- _THE REQUEST_:
Rewrite the listing below, replacing every "find one point" with "choose a single point" and changing nothing else.

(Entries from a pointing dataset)
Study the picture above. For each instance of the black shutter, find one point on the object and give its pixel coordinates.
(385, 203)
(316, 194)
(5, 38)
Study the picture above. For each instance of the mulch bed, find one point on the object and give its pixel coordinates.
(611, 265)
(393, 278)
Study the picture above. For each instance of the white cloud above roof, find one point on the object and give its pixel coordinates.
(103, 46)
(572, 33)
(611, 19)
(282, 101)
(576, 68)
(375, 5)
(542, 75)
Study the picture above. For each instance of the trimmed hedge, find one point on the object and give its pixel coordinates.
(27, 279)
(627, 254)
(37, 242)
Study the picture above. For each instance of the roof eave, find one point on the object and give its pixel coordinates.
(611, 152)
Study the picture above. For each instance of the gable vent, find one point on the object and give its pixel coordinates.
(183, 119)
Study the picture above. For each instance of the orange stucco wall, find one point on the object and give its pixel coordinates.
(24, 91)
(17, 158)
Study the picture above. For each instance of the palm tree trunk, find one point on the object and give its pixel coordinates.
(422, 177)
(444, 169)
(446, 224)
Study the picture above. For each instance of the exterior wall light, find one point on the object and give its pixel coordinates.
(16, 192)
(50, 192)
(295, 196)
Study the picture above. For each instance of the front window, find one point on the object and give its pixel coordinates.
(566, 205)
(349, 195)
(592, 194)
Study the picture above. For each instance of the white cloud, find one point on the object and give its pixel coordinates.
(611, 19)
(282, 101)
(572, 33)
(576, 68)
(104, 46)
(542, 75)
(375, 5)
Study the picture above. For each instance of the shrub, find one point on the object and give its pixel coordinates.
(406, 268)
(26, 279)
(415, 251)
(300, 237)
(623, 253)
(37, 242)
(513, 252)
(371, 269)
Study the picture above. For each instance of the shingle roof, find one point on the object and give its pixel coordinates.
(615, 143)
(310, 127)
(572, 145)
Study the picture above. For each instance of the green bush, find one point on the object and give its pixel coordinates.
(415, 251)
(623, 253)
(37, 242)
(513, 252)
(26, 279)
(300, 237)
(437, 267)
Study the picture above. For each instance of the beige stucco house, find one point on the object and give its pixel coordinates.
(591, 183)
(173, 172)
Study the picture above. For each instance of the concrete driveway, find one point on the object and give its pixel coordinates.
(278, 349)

- _FINAL ANSWER_:
Study the picture above. For each instance of the black shutter, choose a single point on the object and give its pixel coordinates.
(385, 203)
(316, 194)
(5, 38)
Study the picture above. For each instance of the mulch bed, choose a single point on the object and give its pixel coordinates.
(611, 265)
(393, 278)
Study the picture above. For each instance of the white cloud above roof, choose a single point on the object and give its pixel coordinates.
(103, 46)
(572, 33)
(611, 19)
(282, 101)
(576, 68)
(375, 5)
(542, 75)
Study the picture above. For each instance of the trimmed hedge, choose a single point on the object and give its pixel coordinates.
(27, 279)
(627, 254)
(37, 242)
Study the picture above. For each instance of the roof eave, choose a single point on the object and give its pixel coordinates.
(611, 152)
Study the picture above. For each instance of the gable vent, choose a single point on the object and give its pixel coordinates.
(183, 119)
Study the picture above. For each instance of the orange stucco wall, choose a single point on the object and give its pixel coordinates.
(24, 91)
(17, 158)
Study the picture above. For each instance of the palm tree trunk, choose a single point on the object and give its pixel coordinates.
(422, 177)
(444, 169)
(446, 224)
Study the picture above. For each instance of the exterior wall light, choose a single point on the object and give its pixel coordinates.
(16, 192)
(50, 192)
(295, 196)
Study the picture above. For each instance of the front window, choose a single point on the object and give its pixel coordinates.
(566, 205)
(349, 195)
(592, 194)
Study the picture above. For each instance of the white cloud, choose a single point on the object and give its pixel coordinates.
(611, 19)
(282, 101)
(572, 33)
(576, 68)
(104, 46)
(542, 75)
(375, 5)
Study the picture above. For each instance of the shrub, choose a single point on the object and give its pixel coordinates.
(406, 268)
(26, 279)
(415, 251)
(300, 237)
(623, 253)
(37, 242)
(513, 252)
(371, 269)
Study the picture above. For each instance of the shingle roof, choose a single point on the object and give its pixel coordinates.
(615, 143)
(310, 127)
(572, 145)
Study the picture above. For each instance of the green bush, choose a single point on the object and give its pixel coordinates.
(415, 251)
(623, 253)
(37, 242)
(513, 252)
(26, 279)
(300, 237)
(437, 267)
Study the picture above. For each instance of the beige stucco house, choose a single point on the object and give its pixel coordinates.
(591, 183)
(173, 172)
Study the picture above. For each instance of the concrete driveway, choose a single point on the object and give its pixel coordinates.
(278, 349)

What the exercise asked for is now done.